--- Entries shown ---

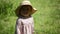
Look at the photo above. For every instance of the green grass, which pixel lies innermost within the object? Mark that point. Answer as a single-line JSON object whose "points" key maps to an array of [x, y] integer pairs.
{"points": [[47, 17]]}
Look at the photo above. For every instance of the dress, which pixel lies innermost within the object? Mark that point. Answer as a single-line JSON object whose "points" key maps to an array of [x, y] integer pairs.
{"points": [[24, 26]]}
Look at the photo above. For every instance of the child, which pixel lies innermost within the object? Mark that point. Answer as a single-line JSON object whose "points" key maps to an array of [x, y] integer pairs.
{"points": [[25, 23]]}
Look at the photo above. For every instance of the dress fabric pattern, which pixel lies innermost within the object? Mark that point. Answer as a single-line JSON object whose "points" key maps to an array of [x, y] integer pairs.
{"points": [[24, 26]]}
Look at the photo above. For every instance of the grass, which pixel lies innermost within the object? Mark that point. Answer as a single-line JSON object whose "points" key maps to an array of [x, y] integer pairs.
{"points": [[47, 17]]}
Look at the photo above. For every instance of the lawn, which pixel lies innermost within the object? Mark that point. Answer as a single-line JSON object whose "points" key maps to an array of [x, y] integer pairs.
{"points": [[46, 18]]}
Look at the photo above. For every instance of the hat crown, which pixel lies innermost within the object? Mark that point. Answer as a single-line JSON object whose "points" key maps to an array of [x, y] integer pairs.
{"points": [[26, 2]]}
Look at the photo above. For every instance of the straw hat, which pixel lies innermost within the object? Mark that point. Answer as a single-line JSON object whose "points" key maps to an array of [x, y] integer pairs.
{"points": [[25, 2]]}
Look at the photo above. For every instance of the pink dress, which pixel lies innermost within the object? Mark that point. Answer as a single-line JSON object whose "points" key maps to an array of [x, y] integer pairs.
{"points": [[25, 26]]}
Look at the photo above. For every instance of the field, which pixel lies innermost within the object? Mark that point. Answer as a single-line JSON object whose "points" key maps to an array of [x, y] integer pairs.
{"points": [[46, 18]]}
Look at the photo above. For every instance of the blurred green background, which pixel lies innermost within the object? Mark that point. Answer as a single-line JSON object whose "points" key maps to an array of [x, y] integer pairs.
{"points": [[47, 18]]}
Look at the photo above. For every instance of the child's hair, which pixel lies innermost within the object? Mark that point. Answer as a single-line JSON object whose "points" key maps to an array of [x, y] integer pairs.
{"points": [[19, 10]]}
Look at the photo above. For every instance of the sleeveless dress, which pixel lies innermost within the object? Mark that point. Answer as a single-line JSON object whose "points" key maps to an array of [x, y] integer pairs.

---

Assigned task
Omit the pictures and copy the records above exactly.

Answer to the problem
Look at the photo above. For every instance of the green grass, which pixel lies innermost within the object? Mark that point. Answer as a single-line JSON object whose "points" key maps to an array of [x, y] integer pairs.
{"points": [[47, 17]]}
Look at the photo above. For every instance of the dress, which pixel lies innermost within the object? Mark that point. Answer as a single-line JSON object whose "points" key maps to an array of [x, y] integer pairs.
{"points": [[24, 26]]}
Look at the photo above. For every instance of the child, which pixel lies innermost within the object? Mark that point. Answer as a single-line JSON object whose "points" key maps to an array of [x, y] integer pairs.
{"points": [[25, 23]]}
Look at the photo above. For every instance of the dress fabric pattern, which pixel lies innermost within the object? Mark that point. Answer as a single-line JSON object whose "points" key maps to an array of [x, y] integer pairs.
{"points": [[24, 26]]}
Look at the photo above. For every instance of the grass, which pixel lies innermost within the object? Mark that point. Answer as a single-line JSON object whose "points" key maps to an array of [x, y] integer pairs.
{"points": [[47, 17]]}
Look at the photo above. For every instance of the lawn, which pixel lies innermost within the object? Mark that point. Answer as a single-line JSON object whose "points" key maps to an array of [x, y] integer pairs.
{"points": [[46, 18]]}
Look at the photo above. For every instance of the hat crown, which pixel lies innermost within the object? Mark that point. Answer as a single-line JSON object whose "points" key maps to an array of [x, y] integer pairs.
{"points": [[26, 2]]}
Look at the photo above. For every instance of the straw hat, which pixel lies innermost within the object? Mark that point. Answer as a single-line JSON object whose "points" key maps to an array of [x, y] integer pairs.
{"points": [[25, 2]]}
Look at the photo above. For every instance of the pink dress, which pixel lies innermost within the object? Mark that point. Answer as a single-line JSON object whose "points" key maps to an array of [x, y] integer pairs.
{"points": [[25, 26]]}
Look at the photo above. For every instance of the field, which pixel lies innermost within the object? Mark that point. Answer as a single-line JSON object whose "points" key maps to an array of [x, y] integer pairs.
{"points": [[46, 18]]}
Look at the photo above. For every instance of the blurred green background, which pixel lies innermost within the object? Mark that point. Answer as a single-line JSON object whose "points" key maps to an array of [x, y] integer pairs.
{"points": [[47, 18]]}
Look at the photo above. For every instance of the child's hair, which pixel lies innermost within the object? Mark that point. Answer as a single-line JSON object whose "points" key maps to an array of [x, y] integer pairs.
{"points": [[19, 10]]}
Look at the photo above. For every instance of the sleeveless dress, which pixel lies innermost within the object? Mark that point. Answer as a single-line JSON object whose "points" key maps to an array of [x, y] integer pairs.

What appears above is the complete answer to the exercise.